>>>>

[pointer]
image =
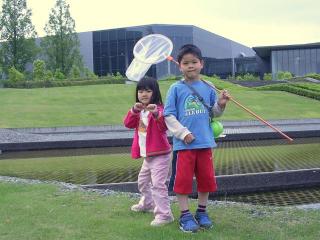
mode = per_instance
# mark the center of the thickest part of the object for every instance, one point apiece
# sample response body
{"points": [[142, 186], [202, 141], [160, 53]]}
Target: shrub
{"points": [[58, 75], [15, 75], [48, 76], [313, 75], [74, 72], [291, 88], [247, 77], [267, 76], [39, 70], [89, 74], [284, 75]]}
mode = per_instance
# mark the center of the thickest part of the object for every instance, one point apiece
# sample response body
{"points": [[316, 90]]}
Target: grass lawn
{"points": [[43, 211], [107, 104]]}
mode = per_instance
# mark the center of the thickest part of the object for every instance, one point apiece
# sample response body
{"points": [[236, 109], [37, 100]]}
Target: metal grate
{"points": [[277, 198]]}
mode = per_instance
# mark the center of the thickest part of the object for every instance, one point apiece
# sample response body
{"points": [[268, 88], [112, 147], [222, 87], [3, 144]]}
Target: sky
{"points": [[249, 22]]}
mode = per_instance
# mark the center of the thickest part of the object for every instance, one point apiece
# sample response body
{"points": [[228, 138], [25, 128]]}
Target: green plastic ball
{"points": [[217, 128]]}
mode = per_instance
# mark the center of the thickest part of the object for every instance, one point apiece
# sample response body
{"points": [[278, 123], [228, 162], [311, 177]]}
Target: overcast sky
{"points": [[250, 22]]}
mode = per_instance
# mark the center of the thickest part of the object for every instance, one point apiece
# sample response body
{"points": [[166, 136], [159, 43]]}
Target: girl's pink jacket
{"points": [[156, 142]]}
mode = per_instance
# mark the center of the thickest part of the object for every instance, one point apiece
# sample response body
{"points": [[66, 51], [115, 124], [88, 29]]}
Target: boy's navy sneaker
{"points": [[203, 220], [188, 223]]}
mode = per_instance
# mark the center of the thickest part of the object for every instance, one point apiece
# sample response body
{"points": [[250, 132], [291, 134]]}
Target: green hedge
{"points": [[305, 90], [313, 75], [60, 83]]}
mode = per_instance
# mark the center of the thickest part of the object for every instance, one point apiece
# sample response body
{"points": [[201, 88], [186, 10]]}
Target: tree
{"points": [[61, 46], [18, 35]]}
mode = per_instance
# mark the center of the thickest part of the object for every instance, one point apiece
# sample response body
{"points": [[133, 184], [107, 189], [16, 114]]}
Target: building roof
{"points": [[265, 51]]}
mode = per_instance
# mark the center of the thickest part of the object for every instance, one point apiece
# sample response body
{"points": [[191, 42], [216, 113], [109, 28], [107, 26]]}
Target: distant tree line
{"points": [[57, 56]]}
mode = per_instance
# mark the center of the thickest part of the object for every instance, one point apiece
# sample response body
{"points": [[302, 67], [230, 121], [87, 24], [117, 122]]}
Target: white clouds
{"points": [[250, 22]]}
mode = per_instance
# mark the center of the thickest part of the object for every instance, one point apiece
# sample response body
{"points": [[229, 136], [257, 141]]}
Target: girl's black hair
{"points": [[149, 83], [189, 49]]}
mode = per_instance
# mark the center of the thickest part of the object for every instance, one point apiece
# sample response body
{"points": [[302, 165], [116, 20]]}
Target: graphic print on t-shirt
{"points": [[193, 106]]}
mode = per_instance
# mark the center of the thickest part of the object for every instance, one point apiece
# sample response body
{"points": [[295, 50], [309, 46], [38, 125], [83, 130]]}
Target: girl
{"points": [[150, 142]]}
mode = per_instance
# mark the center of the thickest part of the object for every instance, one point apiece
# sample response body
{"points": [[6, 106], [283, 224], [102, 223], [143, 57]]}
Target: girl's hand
{"points": [[224, 98], [152, 108], [138, 107], [189, 138]]}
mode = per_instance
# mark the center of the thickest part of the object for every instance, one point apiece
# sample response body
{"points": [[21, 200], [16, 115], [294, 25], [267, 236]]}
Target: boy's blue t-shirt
{"points": [[191, 113]]}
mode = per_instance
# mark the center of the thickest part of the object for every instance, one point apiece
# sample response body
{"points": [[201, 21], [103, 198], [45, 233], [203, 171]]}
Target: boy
{"points": [[188, 119]]}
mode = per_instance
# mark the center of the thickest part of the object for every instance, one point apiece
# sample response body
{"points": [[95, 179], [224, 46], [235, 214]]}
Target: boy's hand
{"points": [[138, 107], [189, 138], [224, 98]]}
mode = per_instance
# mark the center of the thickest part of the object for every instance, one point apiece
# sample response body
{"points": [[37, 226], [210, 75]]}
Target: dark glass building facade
{"points": [[112, 50], [298, 59]]}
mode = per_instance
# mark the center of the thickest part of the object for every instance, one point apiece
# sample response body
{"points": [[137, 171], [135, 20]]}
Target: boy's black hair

<<<<

_EXERCISE DESCRIPTION_. Could you write out the records again exactly, omitting each image?

_TASK RESPONSE_.
[pointer]
image =
mode = per_instance
# mark the center of the thickest part of the object for every instance, one point apiece
# sample response body
{"points": [[142, 186], [202, 141], [160, 53]]}
Target: shrub
{"points": [[58, 75], [15, 75], [48, 76], [313, 75], [74, 72], [291, 88], [247, 77], [267, 76], [39, 70], [89, 74], [284, 75]]}
mode = per_instance
# mark the center of the thickest part of the object for every instance, one point apiece
# sample response body
{"points": [[316, 90]]}
Target: grass lawn
{"points": [[43, 211], [107, 104]]}
mode = per_instance
# mark the center of the thickest part of the object for every instance, one point apiece
# sample response body
{"points": [[236, 109], [37, 100]]}
Target: metal grate
{"points": [[277, 198]]}
mode = per_instance
# mark the center of the thickest part of the object for every instance, one point apiece
# sample response body
{"points": [[268, 88], [112, 147], [222, 87], [3, 144]]}
Target: sky
{"points": [[249, 22]]}
mode = per_instance
# mark the center of the thickest part of the object for every instance, one point apiece
# sample response body
{"points": [[228, 138], [25, 128]]}
Target: green plastic ball
{"points": [[217, 128]]}
mode = per_instance
# mark the center of the thickest part of the object for every instance, one point apiece
# sample response body
{"points": [[278, 123], [228, 162], [311, 177]]}
Target: overcast sky
{"points": [[250, 22]]}
mode = per_instance
# mark the center of the thickest part of the object for every instance, one point apiece
# sample response body
{"points": [[166, 136], [159, 43]]}
Target: girl's pink jacket
{"points": [[156, 142]]}
mode = per_instance
# mark the center of the thickest part of the object for every instance, one point apiece
# sample response body
{"points": [[66, 51], [115, 124], [88, 29]]}
Target: boy's navy sneaker
{"points": [[203, 220], [188, 223]]}
mode = per_instance
# mark the center of the thickest part of the object for every instance, one point apiece
# sample response body
{"points": [[250, 132], [291, 134]]}
Target: green hedge
{"points": [[305, 90], [313, 75], [60, 83]]}
mode = per_instance
# mark the center of the thickest part of the object for every instance, one point apiece
# sample response body
{"points": [[201, 88], [186, 10]]}
Target: tree
{"points": [[61, 46], [18, 35]]}
mode = per_instance
# mark the center of the thickest part of the object for every instance, one point apiece
# sample response body
{"points": [[133, 184], [107, 189], [16, 114]]}
Target: building roof
{"points": [[265, 51]]}
mode = per_instance
# mark the center of the thickest part of the object for every instance, one point apiece
# sample response body
{"points": [[191, 42], [216, 113], [109, 28], [107, 26]]}
Target: distant tree line
{"points": [[57, 56]]}
mode = per_instance
# mark the center of the thickest part of the object for every instance, one point apiece
# sample response body
{"points": [[302, 67], [230, 121], [87, 24], [117, 122]]}
Target: white clouds
{"points": [[250, 22]]}
mode = per_instance
# mark the center of the thickest part of the object for every instance, one point apiece
# sample response body
{"points": [[229, 136], [257, 141]]}
Target: girl's black hair
{"points": [[149, 83], [189, 49]]}
mode = per_instance
# mark the center of the thickest part of the object for every instance, one point apiece
# sample response body
{"points": [[302, 165], [116, 20]]}
Target: graphic print on t-shirt
{"points": [[193, 106]]}
mode = per_instance
# mark the center of the thickest part of the object for every instance, one point apiece
# sample response body
{"points": [[295, 50], [309, 46], [38, 125], [83, 130]]}
Target: girl
{"points": [[150, 142]]}
mode = per_instance
# mark the center of the thickest part of the object for every instance, one point apiece
# sample response body
{"points": [[6, 106], [283, 224], [102, 223], [143, 57]]}
Target: girl's hand
{"points": [[224, 98], [152, 108], [138, 107], [189, 138]]}
mode = per_instance
# mark the center of the thickest part of the object for every instance, one point apiece
# sample response body
{"points": [[21, 200], [16, 115], [294, 25], [267, 236]]}
Target: boy's blue t-shirt
{"points": [[191, 113]]}
mode = per_instance
# mark the center of the thickest part of the object for every instance, one point apiece
# sample response body
{"points": [[201, 21], [103, 198], [45, 233], [203, 171]]}
Target: boy
{"points": [[188, 119]]}
mode = per_instance
# mark the center of the thickest part of the object for every instance, one point apiece
# sample response body
{"points": [[95, 179], [224, 46], [235, 214]]}
Target: boy's hand
{"points": [[138, 107], [189, 138], [224, 98]]}
mode = per_instance
# mark the center of the thickest part of the object for every instance, one point apiece
# sample response body
{"points": [[37, 226], [210, 75]]}
Target: dark glass building facade
{"points": [[112, 50], [298, 59]]}
mode = per_instance
# mark the center of the thickest part of the object for every instance, one point apiece
# sample response body
{"points": [[137, 171], [135, 20]]}
Target: boy's black hair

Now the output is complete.